> **What you are asked to do**
Write out the entries below once more, exactly.

> **Extracted information**
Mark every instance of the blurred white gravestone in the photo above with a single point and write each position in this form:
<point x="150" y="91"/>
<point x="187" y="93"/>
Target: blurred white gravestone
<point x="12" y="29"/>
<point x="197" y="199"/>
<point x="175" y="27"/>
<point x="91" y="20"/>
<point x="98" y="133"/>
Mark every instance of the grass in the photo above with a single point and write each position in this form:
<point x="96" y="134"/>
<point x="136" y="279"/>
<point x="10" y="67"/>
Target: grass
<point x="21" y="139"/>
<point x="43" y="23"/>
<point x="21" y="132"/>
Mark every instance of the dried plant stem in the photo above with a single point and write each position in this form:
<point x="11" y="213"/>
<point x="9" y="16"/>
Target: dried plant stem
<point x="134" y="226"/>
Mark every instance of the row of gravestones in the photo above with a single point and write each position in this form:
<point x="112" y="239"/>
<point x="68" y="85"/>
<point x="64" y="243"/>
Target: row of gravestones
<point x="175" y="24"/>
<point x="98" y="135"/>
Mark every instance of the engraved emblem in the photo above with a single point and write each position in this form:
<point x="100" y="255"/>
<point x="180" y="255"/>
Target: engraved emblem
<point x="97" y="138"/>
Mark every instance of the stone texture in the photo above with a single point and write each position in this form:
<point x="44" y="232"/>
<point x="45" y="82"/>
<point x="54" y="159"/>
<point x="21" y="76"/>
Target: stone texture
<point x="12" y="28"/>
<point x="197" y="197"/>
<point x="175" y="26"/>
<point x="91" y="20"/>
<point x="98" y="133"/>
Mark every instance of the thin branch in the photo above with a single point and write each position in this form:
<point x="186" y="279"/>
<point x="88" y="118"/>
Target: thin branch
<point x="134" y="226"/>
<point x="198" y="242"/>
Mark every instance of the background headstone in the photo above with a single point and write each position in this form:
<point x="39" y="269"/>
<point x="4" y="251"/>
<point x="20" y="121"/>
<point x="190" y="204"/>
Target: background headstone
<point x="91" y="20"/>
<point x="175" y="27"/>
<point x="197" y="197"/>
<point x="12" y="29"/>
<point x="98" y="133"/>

> **Reply**
Mark every instance of the blurred white gravestone in the photo above with a single point and write each position in this form:
<point x="150" y="91"/>
<point x="187" y="93"/>
Target: blurred white gravestone
<point x="12" y="29"/>
<point x="197" y="199"/>
<point x="175" y="27"/>
<point x="91" y="20"/>
<point x="98" y="133"/>
Mark every instance of the grass in the photo above with a single point and write each position in this form:
<point x="96" y="134"/>
<point x="136" y="279"/>
<point x="10" y="67"/>
Target: grass
<point x="21" y="139"/>
<point x="43" y="23"/>
<point x="21" y="132"/>
Mark every instance of the dried plant stem in the photo above with a single point and write each position in this form:
<point x="11" y="213"/>
<point x="9" y="16"/>
Target: dried plant stem
<point x="134" y="226"/>
Mark every instance of the row of gravestones in the photo above with a single point and write each position in this form:
<point x="112" y="239"/>
<point x="68" y="85"/>
<point x="64" y="243"/>
Target: row of gravestones
<point x="175" y="24"/>
<point x="98" y="135"/>
Mark every instance of the engraved emblem in the photo above with a single point and write each position in this form:
<point x="100" y="255"/>
<point x="180" y="255"/>
Target: engraved emblem
<point x="97" y="138"/>
Mark every instance of the stone texture in the photo above with a single point and write each position in this form:
<point x="44" y="232"/>
<point x="45" y="82"/>
<point x="54" y="159"/>
<point x="21" y="76"/>
Target: stone texture
<point x="12" y="28"/>
<point x="197" y="197"/>
<point x="175" y="26"/>
<point x="91" y="20"/>
<point x="98" y="133"/>
Mark every instance of the thin branch in the photo above with a single point and write each position in this form:
<point x="186" y="279"/>
<point x="88" y="118"/>
Target: thin branch
<point x="134" y="226"/>
<point x="198" y="242"/>
Mark every instance of the background headstone in the photo above with a single point and write each position in this form:
<point x="39" y="269"/>
<point x="4" y="251"/>
<point x="20" y="121"/>
<point x="190" y="204"/>
Target: background headstone
<point x="91" y="20"/>
<point x="175" y="27"/>
<point x="197" y="197"/>
<point x="12" y="29"/>
<point x="98" y="133"/>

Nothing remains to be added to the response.